| Exercice 1 |
Répondez aux questions suivantes à partir du portrait de Fateh Kimouche.
(a) Quel site Fateh Kimouche a-t-il fondé ?
(b) Combien de tweets et d'abonnés compte-t-il ?
(c) De quelle année date l'une de ses plus grosses victoires ?
| Exercice 2 |
Dans le portrait de Fateh Kimouche, réécrivez sous forme de liste le paragraphe qui commence par « Ce bavard impénitent », en conservant ses faits principaux.
| Exercice 3 |
Reprenez le portrait de Fateh Kimouche après sa dernière phrase et poursuivez-le sur quelques paragraphes.

Fateh Kimouche : la lutte en 140 signes et plus encore
Dans le cadre du processus de #LiberAction visant à corriger les erreurs factuelles, les déformations et insinuations douteuses du dernier dossier « antiracisme » de Libération, nous avons décidé de réécrire tous les articles. Le portrait de Fateh Kimouche, paru dans le dossier du 4 avril 2016, a ici été retravaillé. L’exercice de style consistant à garder la structure et la ligne directrice du premier article, plusieurs points n’ont pu être abordés. Le choix a néanmoins été fait de ne pas donner de détails sur sa pratique religieuse, sa barbe, ses vêtements ou sur la manière dont il utilise ou non ses mains.
Le fondateur du site Al Kanz, connu pour ses réactions sans langue de bois et son travail pour “réveiller les consommateurs musulmans”, est devenu un poids lourd sur les réseaux sociaux. De quoi inquiéter ses opposants.
Il accumule 247 000 tweets (et 39 000 abonnés), un record dans le genre. Samedi, un de ses messages en réponse à l’entretien dans le Monde d’Élisabeth Badinter et aux déclarations de Laurence Rossignol, ministre des Droits des femmes (lire pages 2 et 3), a été : "Le racisme commence par une ministre qui insulte les femmes. Ça finit par de la haine, du journalisme de caniveau." Le sens de la formule, de la punchline comme qui dirait, féroce et bien sentie. Certains trouvent cela “violent”. Il répond sans ambages “n’inversons pas les charges, ce qui est violent ce sont les propos d’une ministre parlant de ‘nègres’ et comparant les choix de femmes voilées à l’esclavage”. Fondateur du site Al Kanz, vivant reclus chez lui à cause d’une maladie neurologique, Fateh Kimouche est l’une des stars incontournables de l’Internet musulman.
Ce bavard impénitent, charmeur à sa manière, est surtout un cinglant et redoutable polémiste en 140 signes. Dénonciation de propos racistes, campagnes bad buzz contre des groupes industriels qui mentent sur le halal ou contre la Une islamophobe d’un magazine, appel au boycott, les réseaux sociaux lui servent de support de mobilisation. "L’arrivée de Twitter a tout changé", affirme-t-il. Il y bataille souvent de concert avec son ami Marwan Muhammad, directeur Collectif contre l’islamophobie en France, et d’autres activistes. L’une de ses plus grosses victoires remonte à 2014. Avec l’ONG islamique Baraka City, il organise la campagne “Contre Pékin Express 2014” pour dénoncer le choix de la Birmanie (pays où se déroule actuellement le génocide des Rohingyas) comme lieu de tournage. Après des semaines de mobilisation, ils obtiendront le retrait de plusieurs sponsors de la chaîne et l’arrêt de l’émission.

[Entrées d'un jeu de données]
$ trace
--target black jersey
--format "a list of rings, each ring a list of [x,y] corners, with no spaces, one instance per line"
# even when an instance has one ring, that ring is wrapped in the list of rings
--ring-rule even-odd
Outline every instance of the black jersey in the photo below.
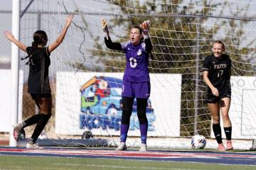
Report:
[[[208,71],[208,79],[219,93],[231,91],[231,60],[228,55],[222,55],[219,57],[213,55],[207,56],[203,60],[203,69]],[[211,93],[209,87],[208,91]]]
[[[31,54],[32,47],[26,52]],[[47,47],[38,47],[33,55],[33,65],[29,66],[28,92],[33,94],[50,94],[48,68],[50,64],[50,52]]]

==

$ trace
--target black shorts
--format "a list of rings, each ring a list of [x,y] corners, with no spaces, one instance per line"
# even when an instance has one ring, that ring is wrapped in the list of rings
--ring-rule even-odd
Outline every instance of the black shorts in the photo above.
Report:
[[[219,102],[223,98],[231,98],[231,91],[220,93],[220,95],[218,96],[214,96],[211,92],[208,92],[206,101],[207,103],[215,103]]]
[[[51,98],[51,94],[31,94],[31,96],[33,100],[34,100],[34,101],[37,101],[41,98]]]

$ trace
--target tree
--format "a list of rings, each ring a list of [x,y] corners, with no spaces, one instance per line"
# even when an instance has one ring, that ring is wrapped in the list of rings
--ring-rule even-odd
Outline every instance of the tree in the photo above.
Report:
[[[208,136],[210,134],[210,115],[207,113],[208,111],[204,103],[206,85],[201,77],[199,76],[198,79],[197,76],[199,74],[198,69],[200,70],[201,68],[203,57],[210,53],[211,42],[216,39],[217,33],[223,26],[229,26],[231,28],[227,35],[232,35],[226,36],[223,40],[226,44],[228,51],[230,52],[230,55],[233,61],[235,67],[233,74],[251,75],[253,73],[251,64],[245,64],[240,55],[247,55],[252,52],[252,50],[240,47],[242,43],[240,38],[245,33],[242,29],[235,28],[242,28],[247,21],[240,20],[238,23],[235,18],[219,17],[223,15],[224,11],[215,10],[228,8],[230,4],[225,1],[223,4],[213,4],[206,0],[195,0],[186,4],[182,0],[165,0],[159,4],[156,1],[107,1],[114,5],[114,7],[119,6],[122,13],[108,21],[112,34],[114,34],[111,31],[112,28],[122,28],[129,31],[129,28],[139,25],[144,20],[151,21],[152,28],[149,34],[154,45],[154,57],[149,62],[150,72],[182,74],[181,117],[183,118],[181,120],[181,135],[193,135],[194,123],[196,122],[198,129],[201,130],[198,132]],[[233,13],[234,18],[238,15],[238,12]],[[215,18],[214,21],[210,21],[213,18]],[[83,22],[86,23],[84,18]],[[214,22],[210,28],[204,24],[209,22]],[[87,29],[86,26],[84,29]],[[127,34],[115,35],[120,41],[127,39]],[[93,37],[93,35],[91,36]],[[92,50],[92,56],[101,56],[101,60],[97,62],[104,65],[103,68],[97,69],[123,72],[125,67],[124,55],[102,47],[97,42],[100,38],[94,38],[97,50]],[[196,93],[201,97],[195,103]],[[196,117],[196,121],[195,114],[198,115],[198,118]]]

==

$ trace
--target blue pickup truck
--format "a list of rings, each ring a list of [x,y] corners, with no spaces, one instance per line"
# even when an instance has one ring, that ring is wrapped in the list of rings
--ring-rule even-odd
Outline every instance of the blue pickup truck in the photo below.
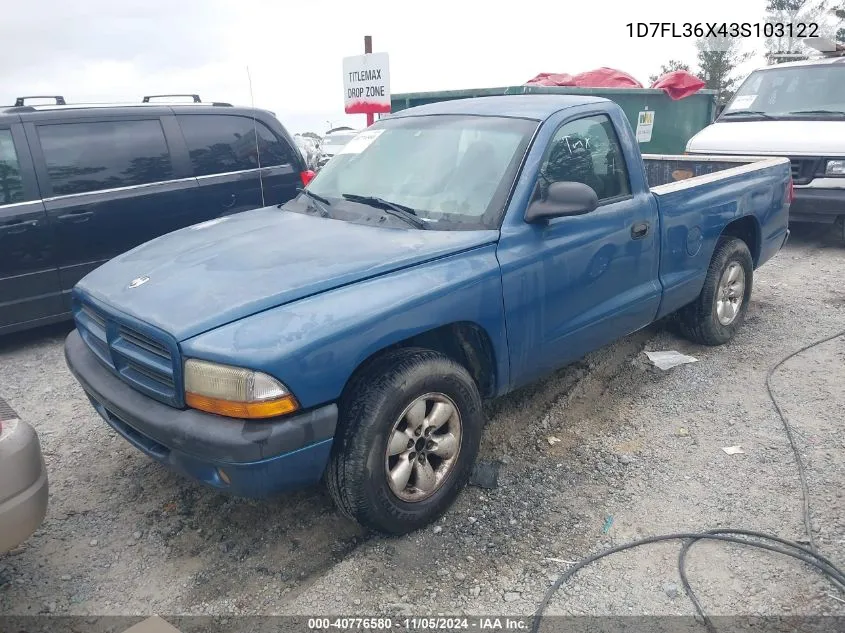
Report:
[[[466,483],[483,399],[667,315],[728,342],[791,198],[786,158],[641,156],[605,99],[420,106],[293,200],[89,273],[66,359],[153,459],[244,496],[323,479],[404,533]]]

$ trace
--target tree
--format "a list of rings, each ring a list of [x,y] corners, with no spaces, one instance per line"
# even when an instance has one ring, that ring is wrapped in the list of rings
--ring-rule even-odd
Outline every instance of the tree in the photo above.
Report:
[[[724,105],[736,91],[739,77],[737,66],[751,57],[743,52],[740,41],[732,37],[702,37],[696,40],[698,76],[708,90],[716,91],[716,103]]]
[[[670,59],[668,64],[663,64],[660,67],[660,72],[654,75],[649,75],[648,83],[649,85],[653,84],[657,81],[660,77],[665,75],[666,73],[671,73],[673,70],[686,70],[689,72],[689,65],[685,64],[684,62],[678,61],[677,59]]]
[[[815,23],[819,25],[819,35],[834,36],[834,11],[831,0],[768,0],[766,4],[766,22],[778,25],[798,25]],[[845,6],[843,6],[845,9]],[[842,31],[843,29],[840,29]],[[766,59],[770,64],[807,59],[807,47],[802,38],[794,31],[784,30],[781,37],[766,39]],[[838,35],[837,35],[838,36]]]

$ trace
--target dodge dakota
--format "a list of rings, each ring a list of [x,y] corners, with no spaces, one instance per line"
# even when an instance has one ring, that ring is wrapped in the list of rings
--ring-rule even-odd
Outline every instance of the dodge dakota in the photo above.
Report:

| Réponse 1 |
(a) Il a fondé le site Al Kanz.
(b) Il compte 247 000 tweets et 39 000 abonnés.
(c) Elle date de 2014.

| Réponse 2 |
- Bavard impénitent et charmeur à sa manière, il est surtout un polémiste cinglant et redoutable en 140 signes.
- Il se sert des réseaux sociaux pour mobiliser : dénonciation de propos racistes, campagnes de bad buzz contre des groupes industriels qui mentent sur le halal ou contre la Une islamophobe d'un magazine, appels au boycott.
- Selon lui, l'arrivée de Twitter a tout changé.
- Il y bataille souvent aux côtés de son ami Marwan Muhammad, directeur du Collectif contre l'islamophobie en France, et d'autres activistes.
- En 2014, avec l'ONG islamique Baraka City, il organise la campagne « Contre Pékin Express 2014 » pour dénoncer le choix de la Birmanie, pays où se déroule le génocide des Rohingyas, comme lieu de tournage.
- Après des semaines de mobilisation, ils obtiennent le retrait de plusieurs sponsors de la chaîne et l'arrêt de l'émission.

| Réponse 3 |
Fateh Kimouche est un vieux routier de l’activisme numérique. Au début des années 2000, il fait son apprentissage dans l’un des premiers forums musulmans de discussion. Mais il a vite d’autres ambitions. En 2006, il crée son propre site, Al Kanz. Il rêve d’y parler d’entrepreneuriat islamique. S’il se retrouve principalement, dans les faits, à dénoncer les fraudes dans les circuits du halal, il participe aussi de la valorisation de plusieurs marques, produits et restaurants lancés par des musulmans.
"Ultra-rigoureux" et ultra-engagé
Aujourd’hui, il met son audience au service de la lutte contre l’islamophobie. Fateh Kimouche récuse être un leader antiraciste, jure que cela "le gave" d’être sur ce terrain-là. "Mais nous avons raison, nous, musulmans, de chouiner. Je me bats pour que des jeunes femmes voilées ne se fassent pas agresser dans la rue et que des jeunes hommes puissent trouver du travail." Beaucoup ont vu son évolution, de la consommation à un discours plus politique. “Je veux bien croire que ça le gave d’être sur le terrain de l’antiracisme...comme ça gave la plupart de ceux qui y sont. Il y est arrivé progressivement, même s’il suit le CCIF depuis le début par exemple, forcé par l’actualité et la radicalisation raciste de l’État. Et c’est pas plus mal car sa voix compte énormément” analyse une source proche du blogueur.
Produit de l’école républicaine, philosophe de formation, Fateh Kimouche a une redoutable agilité intellectuelle. Il manie habilement les cartes, lance des débats à n’en plus finir, tacle immédiatement sur Twitter ceux qui tentent de lui faire dire ou penser des choses qu’il n’a ni dites ni pensées. Il peut être clivant, dérange souvent mais regrette que, le concernant, le débat tourne davantage autour des “étiquettes” qu’on veut lui coller que sur son positionnement politique. A ceux qui le qualifient d’« ultrarigoriste », il répond ainsi simplement : "Je suis ultra-rigoureux."